■ **EXERCISE PASSAGE**:

General characteristics
- Class & type: C-class submarine
- Displacement: 287 long tons (292 t) surfaced; 316 long tons (321 t) submerged;
- Length: 142 ft 3 in (43.4 m)
- Beam: 13 ft 7 in (4.1 m)
- Draught: 11 ft 6 in (3.5 m)
- Installed power: 600 bhp (450 kW) petrol; 300 hp (220 kW) electric;
- Propulsion: 1 × 16-cylinder Vickers petrol engine; 1 × electric motor;
- Speed: 12 kn (22 km/h; 14 mph) surfaced; 7 kn (13 km/h; 8.1 mph) submerged;
- Range: 910 nmi (1,690 km; 1,050 mi) at 12 kn (22 km/h; 14 mph) on the surface
- Test depth: 100 feet (30.5 m)
- Complement: 2 officers and 14 ratings
- Armament: 2 × 18 in (450 mm) bow torpedo tubes

= HMS C13 =

Submarine of the Royal Navy

HMS C13 was one of 38 C-class submarines built for the Royal Navy in the first decade of the 20th century. The boat survived the First World War and was sold for scrap in 1920.

==Design and description==
The C class was essentially a repeat of the preceding B class, albeit with better performance underwater. The submarine had a length of 142 ft 3 in overall, a beam of 13 ft 7 in and a mean draught of 11 ft 6 in. They displaced 287 LT on the surface and 316 LT submerged. The C-class submarines had a crew of two officers and fourteen ratings.

For surface running, the boats were powered by a single 16-cylinder 600 bhp Vickers petrol engine that drove one propeller shaft. When submerged the propeller was driven by a 300 hp electric motor. They could reach 12 kn on the surface and 7 kn underwater. On the surface, the C class had a range of 910 nmi at 12 kn.

The boats were armed with two 18-inch (45 cm) torpedo tubes in the bow. They could carry a pair of reload torpedoes, but generally did not as they would have to remove an equal weight of fuel in compensation.

==Construction and career==
C13 was laid down on 29 November 1906 by Vickers at their Barrow-in-Furness shipyard, launched on 9 November 1907, and completed on 19 February 1908. During World War I, the boat was generally used for coastal defence and training in home waters. C13 was sold for scrap on 2 February 1920.

■ **MATERIAL SHOWN**:
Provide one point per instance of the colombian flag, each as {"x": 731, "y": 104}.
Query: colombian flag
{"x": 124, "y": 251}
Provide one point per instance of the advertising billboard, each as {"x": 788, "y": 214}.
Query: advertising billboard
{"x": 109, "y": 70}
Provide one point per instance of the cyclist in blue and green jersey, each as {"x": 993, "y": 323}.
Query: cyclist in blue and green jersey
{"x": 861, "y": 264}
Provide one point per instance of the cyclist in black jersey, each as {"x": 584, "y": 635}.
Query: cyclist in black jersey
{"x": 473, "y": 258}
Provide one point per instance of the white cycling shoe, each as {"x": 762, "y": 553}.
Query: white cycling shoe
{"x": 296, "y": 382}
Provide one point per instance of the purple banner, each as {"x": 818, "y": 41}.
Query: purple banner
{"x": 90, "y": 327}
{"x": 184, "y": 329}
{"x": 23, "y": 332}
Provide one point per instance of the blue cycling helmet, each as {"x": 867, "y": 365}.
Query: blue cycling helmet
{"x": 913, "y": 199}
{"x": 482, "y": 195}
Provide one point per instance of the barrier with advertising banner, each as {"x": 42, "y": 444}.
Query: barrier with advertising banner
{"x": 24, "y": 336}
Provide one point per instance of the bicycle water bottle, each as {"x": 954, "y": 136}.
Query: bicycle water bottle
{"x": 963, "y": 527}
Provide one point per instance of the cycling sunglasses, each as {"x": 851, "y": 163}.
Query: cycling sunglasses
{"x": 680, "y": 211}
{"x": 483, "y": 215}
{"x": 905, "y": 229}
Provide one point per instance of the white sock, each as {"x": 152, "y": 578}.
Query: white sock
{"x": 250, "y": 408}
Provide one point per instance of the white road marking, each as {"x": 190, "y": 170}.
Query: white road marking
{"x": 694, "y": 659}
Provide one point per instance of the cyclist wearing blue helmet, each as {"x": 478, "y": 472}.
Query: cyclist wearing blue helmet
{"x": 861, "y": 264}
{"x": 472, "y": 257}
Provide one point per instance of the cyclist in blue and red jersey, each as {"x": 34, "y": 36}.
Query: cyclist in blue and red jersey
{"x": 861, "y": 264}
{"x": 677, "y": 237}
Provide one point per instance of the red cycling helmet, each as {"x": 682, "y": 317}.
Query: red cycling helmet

■ **YOUR TASKS**:
**1)** Can you set down the HMS C13 text word for word, starting with "HMS C13 was" and going on through "nmi at 12 kn."?
**2)** Do these statements agree with the HMS C13 text? Answer yes or no for each, quoting the words of the text that decide it.
(a) C13 was launched in 1907.
(b) The C-class boats usually carried a pair of reload torpedoes.
(c) When submerged, the propeller was driven by the petrol engine.

■ **RESULTS FOR THE EXERCISE**:
**1)**
HMS C13 was one of 38 C-class submarines built for the Royal Navy in the first decade of the 20th century. The boat survived the First World War and was sold for scrap in 1920.

==Design and description==
The C class was essentially a repeat of the preceding B class, albeit with better performance underwater. The submarine had a length of 142 ft 3 in overall, a beam of 13 ft 7 in and a mean draught of 11 ft 6 in. They displaced 287 LT on the surface and 316 LT submerged. The C-class submarines had a crew of two officers and fourteen ratings.

For surface running, the boats were powered by a single 16-cylinder 600 bhp Vickers petrol engine that drove one propeller shaft. When submerged the propeller was driven by a 300 hp electric motor. They could reach 12 kn on the surface and 7 kn underwater. On the surface, the C class had a range of 910 nmi at 12 kn.

**2)**
(a) Yes: "launched on 9 November 1907"
(b) No: "They could carry a pair of reload torpedoes, but generally did not"
(c) No: "When submerged the propeller was driven by a 300 hp electric motor"